# Recorded data
———

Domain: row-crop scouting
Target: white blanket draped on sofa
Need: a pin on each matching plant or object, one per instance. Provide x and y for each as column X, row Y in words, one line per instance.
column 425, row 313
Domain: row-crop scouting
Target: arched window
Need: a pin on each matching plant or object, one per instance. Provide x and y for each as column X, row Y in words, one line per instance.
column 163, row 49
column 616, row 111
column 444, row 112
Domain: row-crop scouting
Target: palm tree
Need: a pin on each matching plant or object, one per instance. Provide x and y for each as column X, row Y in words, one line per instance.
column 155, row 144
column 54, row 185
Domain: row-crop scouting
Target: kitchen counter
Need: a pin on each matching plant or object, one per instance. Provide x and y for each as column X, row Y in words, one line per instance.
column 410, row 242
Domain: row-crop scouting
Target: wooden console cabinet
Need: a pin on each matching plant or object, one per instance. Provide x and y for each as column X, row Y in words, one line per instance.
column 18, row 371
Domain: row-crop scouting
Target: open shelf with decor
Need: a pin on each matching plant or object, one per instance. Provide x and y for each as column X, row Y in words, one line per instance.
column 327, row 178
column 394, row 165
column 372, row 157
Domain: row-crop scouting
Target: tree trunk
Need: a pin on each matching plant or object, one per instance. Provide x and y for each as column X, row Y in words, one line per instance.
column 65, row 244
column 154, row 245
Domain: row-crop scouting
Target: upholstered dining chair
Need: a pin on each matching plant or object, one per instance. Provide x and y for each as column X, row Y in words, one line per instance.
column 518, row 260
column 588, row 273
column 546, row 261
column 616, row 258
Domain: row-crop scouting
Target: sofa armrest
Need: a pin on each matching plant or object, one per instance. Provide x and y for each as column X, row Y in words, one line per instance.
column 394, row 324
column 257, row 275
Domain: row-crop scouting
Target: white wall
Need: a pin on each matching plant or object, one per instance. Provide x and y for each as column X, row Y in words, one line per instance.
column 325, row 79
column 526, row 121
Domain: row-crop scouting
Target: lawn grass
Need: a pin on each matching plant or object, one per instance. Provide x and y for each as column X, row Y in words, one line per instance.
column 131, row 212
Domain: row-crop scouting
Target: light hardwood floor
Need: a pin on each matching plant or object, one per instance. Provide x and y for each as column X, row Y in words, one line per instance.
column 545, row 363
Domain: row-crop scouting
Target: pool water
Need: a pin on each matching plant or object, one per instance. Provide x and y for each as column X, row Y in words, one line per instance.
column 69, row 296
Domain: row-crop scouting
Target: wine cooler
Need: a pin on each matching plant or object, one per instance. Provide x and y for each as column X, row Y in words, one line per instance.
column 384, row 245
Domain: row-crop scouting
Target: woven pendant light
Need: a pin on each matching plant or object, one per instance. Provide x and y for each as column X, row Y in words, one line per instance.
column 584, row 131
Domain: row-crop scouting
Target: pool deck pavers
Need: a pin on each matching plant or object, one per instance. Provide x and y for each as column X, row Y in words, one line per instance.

———

# What is needed
Scan the material above. Extract every line in which the word "light" occurs.

# Exercise output
Target: light hardwood floor
Target: woven pendant light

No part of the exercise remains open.